Stated exercise —
Find "Target: rear fender" in the records that follow; print that line and each subsequent line through the last one, verbatim and with nothing added.

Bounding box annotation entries
— begin —

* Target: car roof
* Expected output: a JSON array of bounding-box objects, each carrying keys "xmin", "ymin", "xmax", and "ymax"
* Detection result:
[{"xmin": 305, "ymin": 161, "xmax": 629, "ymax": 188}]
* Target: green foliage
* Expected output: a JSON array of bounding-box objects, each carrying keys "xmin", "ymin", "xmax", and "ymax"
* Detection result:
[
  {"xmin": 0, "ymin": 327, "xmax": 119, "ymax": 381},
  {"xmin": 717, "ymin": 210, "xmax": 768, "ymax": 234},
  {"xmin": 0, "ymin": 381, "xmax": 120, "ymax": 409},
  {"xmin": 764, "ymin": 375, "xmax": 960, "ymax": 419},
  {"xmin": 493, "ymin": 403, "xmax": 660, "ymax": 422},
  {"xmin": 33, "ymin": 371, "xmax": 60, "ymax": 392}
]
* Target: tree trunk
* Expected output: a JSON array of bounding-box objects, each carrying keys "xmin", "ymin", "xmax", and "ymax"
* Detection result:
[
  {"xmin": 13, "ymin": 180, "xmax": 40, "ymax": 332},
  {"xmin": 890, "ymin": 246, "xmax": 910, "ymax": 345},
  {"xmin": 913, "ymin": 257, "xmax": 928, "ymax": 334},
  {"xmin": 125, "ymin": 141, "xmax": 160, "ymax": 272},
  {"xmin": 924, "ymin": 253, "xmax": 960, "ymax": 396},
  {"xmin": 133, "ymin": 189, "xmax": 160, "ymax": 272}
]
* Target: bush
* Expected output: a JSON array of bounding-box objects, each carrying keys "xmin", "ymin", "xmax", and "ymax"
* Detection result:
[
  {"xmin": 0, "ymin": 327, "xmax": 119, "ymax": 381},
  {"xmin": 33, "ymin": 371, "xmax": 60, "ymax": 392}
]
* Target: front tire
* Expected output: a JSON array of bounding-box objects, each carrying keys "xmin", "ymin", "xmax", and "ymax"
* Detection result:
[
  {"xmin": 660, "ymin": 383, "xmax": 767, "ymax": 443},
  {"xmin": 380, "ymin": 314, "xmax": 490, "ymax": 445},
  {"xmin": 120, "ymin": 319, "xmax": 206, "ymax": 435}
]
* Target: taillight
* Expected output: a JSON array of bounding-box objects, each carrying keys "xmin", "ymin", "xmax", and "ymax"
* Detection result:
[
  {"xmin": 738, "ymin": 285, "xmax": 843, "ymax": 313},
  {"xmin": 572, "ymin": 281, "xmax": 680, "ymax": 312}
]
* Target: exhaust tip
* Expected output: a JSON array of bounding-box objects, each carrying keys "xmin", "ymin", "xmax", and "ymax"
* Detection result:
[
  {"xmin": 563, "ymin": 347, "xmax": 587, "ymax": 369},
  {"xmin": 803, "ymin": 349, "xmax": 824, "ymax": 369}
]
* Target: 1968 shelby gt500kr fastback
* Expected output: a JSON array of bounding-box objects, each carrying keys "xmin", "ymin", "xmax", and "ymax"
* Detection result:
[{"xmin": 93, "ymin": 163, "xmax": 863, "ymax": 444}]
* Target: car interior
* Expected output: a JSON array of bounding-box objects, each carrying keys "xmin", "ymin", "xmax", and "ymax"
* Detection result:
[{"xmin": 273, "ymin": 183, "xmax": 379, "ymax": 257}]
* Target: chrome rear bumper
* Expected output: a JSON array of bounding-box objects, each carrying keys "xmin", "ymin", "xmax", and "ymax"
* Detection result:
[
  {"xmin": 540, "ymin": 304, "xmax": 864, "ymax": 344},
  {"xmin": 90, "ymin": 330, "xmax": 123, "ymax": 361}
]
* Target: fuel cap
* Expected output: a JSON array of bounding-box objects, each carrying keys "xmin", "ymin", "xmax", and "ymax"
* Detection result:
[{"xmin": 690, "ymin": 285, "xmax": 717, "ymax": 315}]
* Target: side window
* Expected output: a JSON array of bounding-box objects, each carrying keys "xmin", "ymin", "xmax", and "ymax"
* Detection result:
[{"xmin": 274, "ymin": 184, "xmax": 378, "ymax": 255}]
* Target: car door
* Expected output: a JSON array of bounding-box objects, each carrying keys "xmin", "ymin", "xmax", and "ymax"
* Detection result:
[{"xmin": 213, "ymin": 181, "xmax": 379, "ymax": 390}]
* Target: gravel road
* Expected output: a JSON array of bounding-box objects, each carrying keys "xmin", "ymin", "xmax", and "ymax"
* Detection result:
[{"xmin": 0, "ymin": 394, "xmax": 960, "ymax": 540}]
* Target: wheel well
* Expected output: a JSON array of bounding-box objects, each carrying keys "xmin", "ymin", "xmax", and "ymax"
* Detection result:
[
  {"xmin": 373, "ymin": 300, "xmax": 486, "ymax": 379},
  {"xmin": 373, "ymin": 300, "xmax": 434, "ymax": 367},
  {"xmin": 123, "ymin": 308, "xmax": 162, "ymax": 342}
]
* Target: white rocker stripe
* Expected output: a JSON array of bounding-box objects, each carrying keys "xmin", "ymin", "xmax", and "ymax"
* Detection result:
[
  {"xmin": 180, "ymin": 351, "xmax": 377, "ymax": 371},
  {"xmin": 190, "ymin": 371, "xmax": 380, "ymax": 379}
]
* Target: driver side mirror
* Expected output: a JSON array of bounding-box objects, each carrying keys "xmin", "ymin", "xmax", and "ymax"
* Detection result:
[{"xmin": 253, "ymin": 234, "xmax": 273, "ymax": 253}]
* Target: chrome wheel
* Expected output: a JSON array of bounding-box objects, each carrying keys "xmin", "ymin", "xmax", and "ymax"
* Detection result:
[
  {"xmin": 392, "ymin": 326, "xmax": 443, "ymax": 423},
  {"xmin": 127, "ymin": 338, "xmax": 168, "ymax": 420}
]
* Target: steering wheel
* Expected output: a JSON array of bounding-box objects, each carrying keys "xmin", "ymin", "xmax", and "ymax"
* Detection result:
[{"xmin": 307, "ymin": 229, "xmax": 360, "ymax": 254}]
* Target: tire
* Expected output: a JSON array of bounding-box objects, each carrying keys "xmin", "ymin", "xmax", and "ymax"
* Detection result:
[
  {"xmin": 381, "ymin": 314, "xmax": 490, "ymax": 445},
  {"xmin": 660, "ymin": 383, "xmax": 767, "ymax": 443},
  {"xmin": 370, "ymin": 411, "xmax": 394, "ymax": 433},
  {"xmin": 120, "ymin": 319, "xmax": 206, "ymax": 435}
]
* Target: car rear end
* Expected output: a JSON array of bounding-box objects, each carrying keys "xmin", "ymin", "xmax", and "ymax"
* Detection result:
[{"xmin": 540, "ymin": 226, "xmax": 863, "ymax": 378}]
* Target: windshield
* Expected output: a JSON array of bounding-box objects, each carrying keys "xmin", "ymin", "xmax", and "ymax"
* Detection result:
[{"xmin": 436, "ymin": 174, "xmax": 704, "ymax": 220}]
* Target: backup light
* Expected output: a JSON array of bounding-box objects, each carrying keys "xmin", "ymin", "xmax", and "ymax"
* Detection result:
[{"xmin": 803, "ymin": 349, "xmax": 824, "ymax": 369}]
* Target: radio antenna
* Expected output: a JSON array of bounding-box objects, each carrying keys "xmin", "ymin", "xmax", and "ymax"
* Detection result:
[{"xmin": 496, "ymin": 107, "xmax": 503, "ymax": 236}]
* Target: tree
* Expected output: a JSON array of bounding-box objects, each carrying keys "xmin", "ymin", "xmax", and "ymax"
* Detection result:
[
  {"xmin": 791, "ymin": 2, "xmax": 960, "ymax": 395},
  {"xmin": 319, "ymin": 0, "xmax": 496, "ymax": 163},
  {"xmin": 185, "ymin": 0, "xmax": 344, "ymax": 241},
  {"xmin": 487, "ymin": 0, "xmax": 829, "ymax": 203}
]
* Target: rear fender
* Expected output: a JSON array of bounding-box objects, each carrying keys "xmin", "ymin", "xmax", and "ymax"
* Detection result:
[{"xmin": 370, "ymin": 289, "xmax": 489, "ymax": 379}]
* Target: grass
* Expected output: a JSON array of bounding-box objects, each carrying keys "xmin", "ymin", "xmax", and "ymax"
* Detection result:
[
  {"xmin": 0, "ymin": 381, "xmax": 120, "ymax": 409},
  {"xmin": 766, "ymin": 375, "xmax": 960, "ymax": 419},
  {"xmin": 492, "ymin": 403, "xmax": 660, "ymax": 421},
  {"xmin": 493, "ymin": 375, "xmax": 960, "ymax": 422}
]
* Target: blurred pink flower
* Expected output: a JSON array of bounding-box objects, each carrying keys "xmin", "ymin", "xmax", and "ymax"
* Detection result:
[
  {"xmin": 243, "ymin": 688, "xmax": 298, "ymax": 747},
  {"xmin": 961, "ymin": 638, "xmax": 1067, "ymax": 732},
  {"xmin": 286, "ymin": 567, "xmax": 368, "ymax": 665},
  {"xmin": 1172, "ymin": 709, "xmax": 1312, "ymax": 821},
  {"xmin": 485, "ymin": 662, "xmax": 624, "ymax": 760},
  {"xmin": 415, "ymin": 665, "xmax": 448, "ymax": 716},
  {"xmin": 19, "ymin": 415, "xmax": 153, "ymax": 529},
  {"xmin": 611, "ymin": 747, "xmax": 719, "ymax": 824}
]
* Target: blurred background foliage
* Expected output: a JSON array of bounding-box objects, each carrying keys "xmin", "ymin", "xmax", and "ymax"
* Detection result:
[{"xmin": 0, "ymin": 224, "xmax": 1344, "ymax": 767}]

— end —

Response to this task —
* Target: rear fender
* Expected output: a JSON array of bounding-box objects, each carrying keys "xmin", "ymin", "xmax", and "ymax"
* Detection result:
[{"xmin": 370, "ymin": 289, "xmax": 489, "ymax": 379}]
* Target: grass
* Expected output: a JSON array of bounding-box objects, each carrying keys "xmin", "ymin", "xmax", and "ymax"
* Detection result:
[
  {"xmin": 0, "ymin": 381, "xmax": 120, "ymax": 409},
  {"xmin": 766, "ymin": 375, "xmax": 960, "ymax": 419},
  {"xmin": 492, "ymin": 403, "xmax": 660, "ymax": 421},
  {"xmin": 493, "ymin": 375, "xmax": 960, "ymax": 422}
]
* Target: blurred pink flower
* Expected output: a JSON array of bounding-box objects, each carrying keys "xmin", "ymin", "xmax", and "ymax"
* Detection result:
[
  {"xmin": 243, "ymin": 688, "xmax": 298, "ymax": 747},
  {"xmin": 961, "ymin": 638, "xmax": 1067, "ymax": 732},
  {"xmin": 286, "ymin": 567, "xmax": 368, "ymax": 665},
  {"xmin": 1172, "ymin": 709, "xmax": 1312, "ymax": 821},
  {"xmin": 485, "ymin": 662, "xmax": 624, "ymax": 760},
  {"xmin": 415, "ymin": 665, "xmax": 448, "ymax": 716},
  {"xmin": 19, "ymin": 415, "xmax": 153, "ymax": 529},
  {"xmin": 611, "ymin": 747, "xmax": 719, "ymax": 824}
]
* Target: blurred background foliage
* Expected output: a JSON array of bounding-box objects, each carrying keys "xmin", "ymin", "xmax", and "ymax"
* Detection result:
[{"xmin": 0, "ymin": 224, "xmax": 1344, "ymax": 767}]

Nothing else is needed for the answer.